§ **Passage provided**
^^^^^^^^^^^^^^^^
Can IT benefit from mass collaboration? Consider these quick-start ideas for using the wisdom and talents of the crowd for technology operations.

WHEN THE UNIVERSITY OF UTAH wanted a new bus station designed, it turned to the masses for input. The idea was inspired by a paper written by Daren Brabham, a PhD candidate and graduate teaching fellow at the university, who positioned crowdsourcing as a way to increase public participation in public planning. Tom Sanchez, who had just moved to the university to head up its urban planning program, took Brabham’s paper and turned it into the rationale for a grant from the Federal Transit Administration. The Utah Transit Authority would work with the university in implementing the design project.

That grant turned into Next Stop Design, a web-based competition from June through September 2009, in which the general public submitted bus stop designs and vetted the submissions to determine the best ones. Along the way, participants from 127 countries submitted 260 designs and cast over 11,000 votes. Interestingly, fewer than 8 percent of site visitors were from Utah, and only half of those came from Salt Lake City, where the bus stop is located. The three winning entries came from Greece, India, and South Dakota.
^^^^^^^^^^^^^^^^
§ **Source material**

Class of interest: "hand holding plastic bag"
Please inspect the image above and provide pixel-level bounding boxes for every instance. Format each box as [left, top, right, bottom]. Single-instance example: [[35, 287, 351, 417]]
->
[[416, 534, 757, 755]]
^^^^^^^^^^^^^^^^
§ **Exercise objective**
Rewrite the bus stop passage starting with "That grant turned" and going on through "and South Dakota.", replacing "competition" with "contest". The lines above are separate material and have nothing to do with the bus stop passage.

§ **The output**
That grant turned into Next Stop Design, a web-based contest from June through September 2009, in which the general public submitted bus stop designs and vetted the submissions to determine the best ones. Along the way, participants from 127 countries submitted 260 designs and cast over 11,000 votes. Interestingly, fewer than 8 percent of site visitors were from Utah, and only half of those came from Salt Lake City, where the bus stop is located. The three winning entries came from Greece, India, and South Dakota.